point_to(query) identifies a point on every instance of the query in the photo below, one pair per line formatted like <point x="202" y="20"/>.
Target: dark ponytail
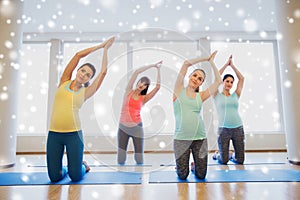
<point x="91" y="66"/>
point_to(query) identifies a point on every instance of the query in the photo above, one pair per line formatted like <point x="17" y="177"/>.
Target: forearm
<point x="144" y="68"/>
<point x="237" y="72"/>
<point x="218" y="78"/>
<point x="104" y="62"/>
<point x="158" y="78"/>
<point x="221" y="71"/>
<point x="89" y="50"/>
<point x="195" y="61"/>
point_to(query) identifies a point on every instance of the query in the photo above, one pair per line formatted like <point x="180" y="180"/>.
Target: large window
<point x="157" y="114"/>
<point x="33" y="89"/>
<point x="98" y="114"/>
<point x="259" y="101"/>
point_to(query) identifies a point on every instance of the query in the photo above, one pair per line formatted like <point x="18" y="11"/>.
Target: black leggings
<point x="182" y="149"/>
<point x="137" y="135"/>
<point x="237" y="136"/>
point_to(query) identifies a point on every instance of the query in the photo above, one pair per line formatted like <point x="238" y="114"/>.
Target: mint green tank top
<point x="227" y="108"/>
<point x="188" y="122"/>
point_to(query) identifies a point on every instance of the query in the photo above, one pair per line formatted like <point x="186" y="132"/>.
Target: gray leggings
<point x="237" y="136"/>
<point x="182" y="149"/>
<point x="137" y="135"/>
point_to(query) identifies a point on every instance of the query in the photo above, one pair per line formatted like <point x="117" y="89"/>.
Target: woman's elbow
<point x="186" y="63"/>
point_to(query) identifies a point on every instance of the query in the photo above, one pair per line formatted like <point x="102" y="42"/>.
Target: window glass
<point x="258" y="104"/>
<point x="33" y="89"/>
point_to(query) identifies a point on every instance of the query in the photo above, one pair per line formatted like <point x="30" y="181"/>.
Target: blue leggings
<point x="183" y="149"/>
<point x="56" y="144"/>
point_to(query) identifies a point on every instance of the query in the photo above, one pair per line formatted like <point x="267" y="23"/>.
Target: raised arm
<point x="92" y="89"/>
<point x="213" y="88"/>
<point x="151" y="94"/>
<point x="225" y="65"/>
<point x="135" y="74"/>
<point x="240" y="77"/>
<point x="179" y="84"/>
<point x="67" y="74"/>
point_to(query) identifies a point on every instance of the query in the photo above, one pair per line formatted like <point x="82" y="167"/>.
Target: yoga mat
<point x="218" y="164"/>
<point x="105" y="165"/>
<point x="219" y="176"/>
<point x="91" y="178"/>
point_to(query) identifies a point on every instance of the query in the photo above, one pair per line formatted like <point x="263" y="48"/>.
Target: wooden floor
<point x="215" y="191"/>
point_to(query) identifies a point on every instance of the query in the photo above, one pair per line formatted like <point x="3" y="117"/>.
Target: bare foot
<point x="192" y="166"/>
<point x="231" y="152"/>
<point x="87" y="167"/>
<point x="215" y="155"/>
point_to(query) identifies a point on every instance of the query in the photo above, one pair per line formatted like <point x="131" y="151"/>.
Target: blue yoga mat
<point x="91" y="178"/>
<point x="219" y="176"/>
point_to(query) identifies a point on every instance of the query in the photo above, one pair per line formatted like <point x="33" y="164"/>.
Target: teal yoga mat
<point x="91" y="178"/>
<point x="219" y="176"/>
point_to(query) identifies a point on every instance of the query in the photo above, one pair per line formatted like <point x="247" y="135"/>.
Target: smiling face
<point x="196" y="78"/>
<point x="228" y="83"/>
<point x="228" y="80"/>
<point x="84" y="74"/>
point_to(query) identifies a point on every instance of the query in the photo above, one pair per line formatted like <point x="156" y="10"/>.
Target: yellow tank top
<point x="65" y="112"/>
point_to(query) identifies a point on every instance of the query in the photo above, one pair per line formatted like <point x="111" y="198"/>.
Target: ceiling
<point x="126" y="15"/>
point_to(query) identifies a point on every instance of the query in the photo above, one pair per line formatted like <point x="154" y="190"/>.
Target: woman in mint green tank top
<point x="190" y="133"/>
<point x="230" y="122"/>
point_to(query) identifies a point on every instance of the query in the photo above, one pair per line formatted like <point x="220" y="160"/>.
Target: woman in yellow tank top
<point x="65" y="130"/>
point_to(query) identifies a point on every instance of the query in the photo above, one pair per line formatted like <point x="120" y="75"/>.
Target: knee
<point x="75" y="177"/>
<point x="55" y="178"/>
<point x="223" y="162"/>
<point x="182" y="175"/>
<point x="139" y="158"/>
<point x="201" y="175"/>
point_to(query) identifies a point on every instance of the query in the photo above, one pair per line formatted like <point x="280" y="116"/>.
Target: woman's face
<point x="228" y="83"/>
<point x="196" y="79"/>
<point x="141" y="86"/>
<point x="84" y="74"/>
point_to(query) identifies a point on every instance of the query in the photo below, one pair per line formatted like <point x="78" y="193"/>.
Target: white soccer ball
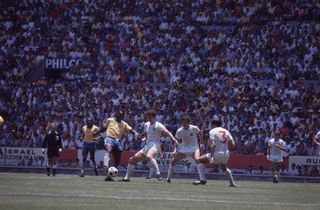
<point x="113" y="172"/>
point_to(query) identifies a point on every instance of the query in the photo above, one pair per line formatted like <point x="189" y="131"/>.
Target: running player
<point x="89" y="145"/>
<point x="220" y="142"/>
<point x="274" y="155"/>
<point x="114" y="127"/>
<point x="316" y="139"/>
<point x="52" y="141"/>
<point x="188" y="136"/>
<point x="153" y="131"/>
<point x="1" y="120"/>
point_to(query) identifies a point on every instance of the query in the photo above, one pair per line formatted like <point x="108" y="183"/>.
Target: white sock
<point x="129" y="171"/>
<point x="106" y="160"/>
<point x="151" y="171"/>
<point x="170" y="171"/>
<point x="277" y="175"/>
<point x="155" y="166"/>
<point x="200" y="167"/>
<point x="228" y="174"/>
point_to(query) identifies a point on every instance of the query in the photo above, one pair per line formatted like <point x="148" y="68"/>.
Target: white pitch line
<point x="164" y="199"/>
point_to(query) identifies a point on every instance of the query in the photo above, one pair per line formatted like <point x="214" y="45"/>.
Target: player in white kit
<point x="188" y="136"/>
<point x="153" y="131"/>
<point x="316" y="139"/>
<point x="220" y="142"/>
<point x="274" y="155"/>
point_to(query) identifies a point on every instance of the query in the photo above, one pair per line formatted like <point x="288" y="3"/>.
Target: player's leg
<point x="151" y="154"/>
<point x="92" y="153"/>
<point x="173" y="162"/>
<point x="109" y="143"/>
<point x="151" y="172"/>
<point x="84" y="158"/>
<point x="139" y="156"/>
<point x="49" y="164"/>
<point x="276" y="171"/>
<point x="201" y="161"/>
<point x="117" y="150"/>
<point x="227" y="173"/>
<point x="54" y="165"/>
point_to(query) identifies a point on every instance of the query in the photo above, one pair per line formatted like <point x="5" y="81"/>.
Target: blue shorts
<point x="91" y="147"/>
<point x="116" y="144"/>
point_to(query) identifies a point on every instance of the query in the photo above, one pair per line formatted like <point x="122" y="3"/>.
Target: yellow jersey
<point x="116" y="129"/>
<point x="88" y="133"/>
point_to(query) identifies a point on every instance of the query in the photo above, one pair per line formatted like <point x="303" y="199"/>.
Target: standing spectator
<point x="274" y="154"/>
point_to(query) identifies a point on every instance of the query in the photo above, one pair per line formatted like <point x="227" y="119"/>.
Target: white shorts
<point x="187" y="150"/>
<point x="149" y="146"/>
<point x="276" y="158"/>
<point x="219" y="158"/>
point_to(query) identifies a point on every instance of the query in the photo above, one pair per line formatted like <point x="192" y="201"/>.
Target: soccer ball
<point x="113" y="172"/>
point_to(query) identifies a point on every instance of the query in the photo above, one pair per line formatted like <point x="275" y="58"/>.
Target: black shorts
<point x="52" y="154"/>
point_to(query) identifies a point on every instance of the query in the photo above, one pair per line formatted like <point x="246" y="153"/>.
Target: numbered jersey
<point x="221" y="138"/>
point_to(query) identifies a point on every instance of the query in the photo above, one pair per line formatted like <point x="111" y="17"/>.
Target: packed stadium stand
<point x="254" y="63"/>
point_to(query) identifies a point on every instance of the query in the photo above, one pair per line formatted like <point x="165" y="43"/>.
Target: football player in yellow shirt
<point x="89" y="145"/>
<point x="115" y="127"/>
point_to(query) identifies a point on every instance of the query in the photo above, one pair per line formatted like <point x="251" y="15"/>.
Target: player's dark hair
<point x="185" y="118"/>
<point x="152" y="112"/>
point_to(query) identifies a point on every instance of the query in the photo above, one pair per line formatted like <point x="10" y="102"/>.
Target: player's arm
<point x="281" y="147"/>
<point x="173" y="139"/>
<point x="44" y="143"/>
<point x="135" y="133"/>
<point x="231" y="144"/>
<point x="211" y="145"/>
<point x="60" y="144"/>
<point x="316" y="140"/>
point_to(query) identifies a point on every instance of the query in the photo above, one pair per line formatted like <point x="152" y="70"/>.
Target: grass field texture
<point x="37" y="191"/>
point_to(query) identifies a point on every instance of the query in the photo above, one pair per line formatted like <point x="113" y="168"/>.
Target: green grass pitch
<point x="37" y="191"/>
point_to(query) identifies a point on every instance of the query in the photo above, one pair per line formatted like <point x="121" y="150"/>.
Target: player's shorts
<point x="187" y="150"/>
<point x="52" y="153"/>
<point x="116" y="143"/>
<point x="91" y="147"/>
<point x="149" y="146"/>
<point x="276" y="158"/>
<point x="219" y="158"/>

◇ ◇ ◇ ◇ ◇

:: Written instruction ::
Please extract from the listing above each line containing the word "blue".

:: Complete output ::
Target: blue leggings
Target: blue yoga mat
Target: blue shorts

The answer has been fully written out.